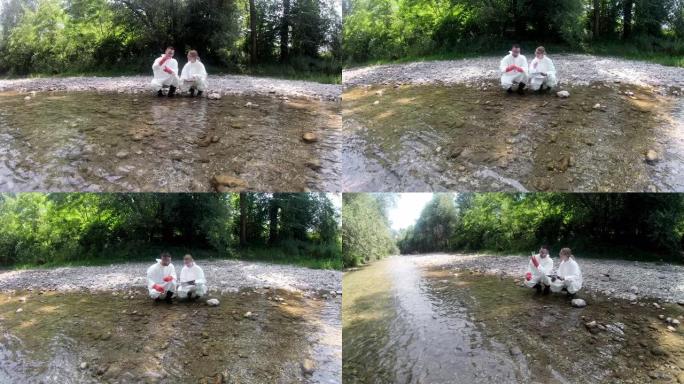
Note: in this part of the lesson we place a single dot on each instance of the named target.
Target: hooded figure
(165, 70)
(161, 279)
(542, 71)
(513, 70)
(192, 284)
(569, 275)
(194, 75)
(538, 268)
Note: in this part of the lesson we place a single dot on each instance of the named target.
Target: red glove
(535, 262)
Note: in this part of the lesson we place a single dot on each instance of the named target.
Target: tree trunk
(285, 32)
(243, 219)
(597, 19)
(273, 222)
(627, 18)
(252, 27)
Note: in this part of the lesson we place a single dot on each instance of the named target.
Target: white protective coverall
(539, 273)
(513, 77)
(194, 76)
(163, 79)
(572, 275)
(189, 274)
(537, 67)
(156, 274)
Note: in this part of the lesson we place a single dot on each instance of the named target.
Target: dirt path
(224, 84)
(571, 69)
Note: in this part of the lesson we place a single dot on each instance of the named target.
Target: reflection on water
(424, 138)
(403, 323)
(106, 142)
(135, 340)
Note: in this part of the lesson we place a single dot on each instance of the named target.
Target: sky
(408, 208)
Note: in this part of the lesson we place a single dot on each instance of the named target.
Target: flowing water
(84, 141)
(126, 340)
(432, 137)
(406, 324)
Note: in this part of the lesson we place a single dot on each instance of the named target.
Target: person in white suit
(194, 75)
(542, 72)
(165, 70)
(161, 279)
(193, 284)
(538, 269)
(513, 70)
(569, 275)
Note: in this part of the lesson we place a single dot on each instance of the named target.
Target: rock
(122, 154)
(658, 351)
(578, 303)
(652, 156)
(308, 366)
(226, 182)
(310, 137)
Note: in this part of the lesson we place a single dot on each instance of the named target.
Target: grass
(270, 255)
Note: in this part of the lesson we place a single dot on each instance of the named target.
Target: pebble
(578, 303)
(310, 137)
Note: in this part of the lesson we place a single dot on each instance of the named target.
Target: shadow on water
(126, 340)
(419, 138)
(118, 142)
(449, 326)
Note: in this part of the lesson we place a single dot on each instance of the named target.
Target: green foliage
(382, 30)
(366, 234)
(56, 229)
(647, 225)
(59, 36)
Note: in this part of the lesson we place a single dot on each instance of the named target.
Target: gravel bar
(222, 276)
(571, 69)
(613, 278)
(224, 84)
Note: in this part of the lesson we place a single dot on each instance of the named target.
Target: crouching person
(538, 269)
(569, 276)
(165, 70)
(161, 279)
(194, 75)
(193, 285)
___
WHAT THIS TASK INVOLVES.
Do not include images; quote all of the entries above exactly.

EXERCISE SOLUTION.
Note: in this part of the lesson we place a single dot on each instance of the named target.
Target: hooded figure
(165, 70)
(161, 279)
(542, 71)
(513, 70)
(192, 284)
(569, 275)
(194, 75)
(538, 268)
Note: in this part of the lesson we place a single dot on each instance of the named target.
Target: red glove
(535, 262)
Note: in this part of the lesson we place a single dot on each instance of the named target.
Target: tree trunk
(285, 32)
(243, 219)
(597, 19)
(273, 222)
(627, 18)
(252, 27)
Note: in this part of the lesson we place a single dot on each instance of the named target.
Target: white protective coverall
(539, 273)
(513, 77)
(194, 76)
(163, 79)
(572, 275)
(189, 274)
(537, 67)
(156, 274)
Note: in this part of the lesson we place a single dot on each instance of the named target.
Target: dirt path
(224, 84)
(571, 69)
Note: in this part of the lesson we place a single dot on each instance of the named target.
Target: reflection on water
(424, 138)
(403, 323)
(106, 142)
(135, 340)
Note: in this part of the lesson we place a single dot on each instance of the named target.
Target: sky
(408, 208)
Note: in this part of the lesson we place a single dot on each instance of the named target.
Target: flowing water
(84, 141)
(126, 340)
(432, 137)
(406, 324)
Note: in this part of the lesson we place a single dot on each instance of the named target.
Target: person in white suit
(194, 75)
(542, 72)
(165, 70)
(161, 279)
(193, 284)
(538, 269)
(513, 70)
(569, 275)
Note: in this part of the lesson we place a single dot on each instance of the named target.
Target: rock
(122, 154)
(658, 351)
(578, 303)
(652, 156)
(308, 366)
(226, 182)
(310, 137)
Note: in this part of the lesson we place a single dot on each instance of the named target.
Target: grass
(270, 255)
Note: in this part of the lesson we place a single dot on each instance of the named target.
Target: pebble
(578, 303)
(310, 137)
Note: in this part of the lesson we place a single dot on each instance of the named target.
Target: shadow on water
(126, 340)
(419, 138)
(118, 142)
(449, 326)
Note: in this part of the lesson we place a single dot on each instance of the named target.
Target: green foliage
(382, 30)
(366, 234)
(56, 229)
(647, 225)
(59, 36)
Note: in this part of the lesson we place a single dot on each instance of the named target.
Target: gravel bar
(222, 276)
(571, 69)
(613, 278)
(224, 84)
Note: in this part of the lesson we place a single dot on each instance of the named target.
Target: crouching person
(538, 269)
(569, 276)
(165, 70)
(161, 279)
(194, 75)
(193, 285)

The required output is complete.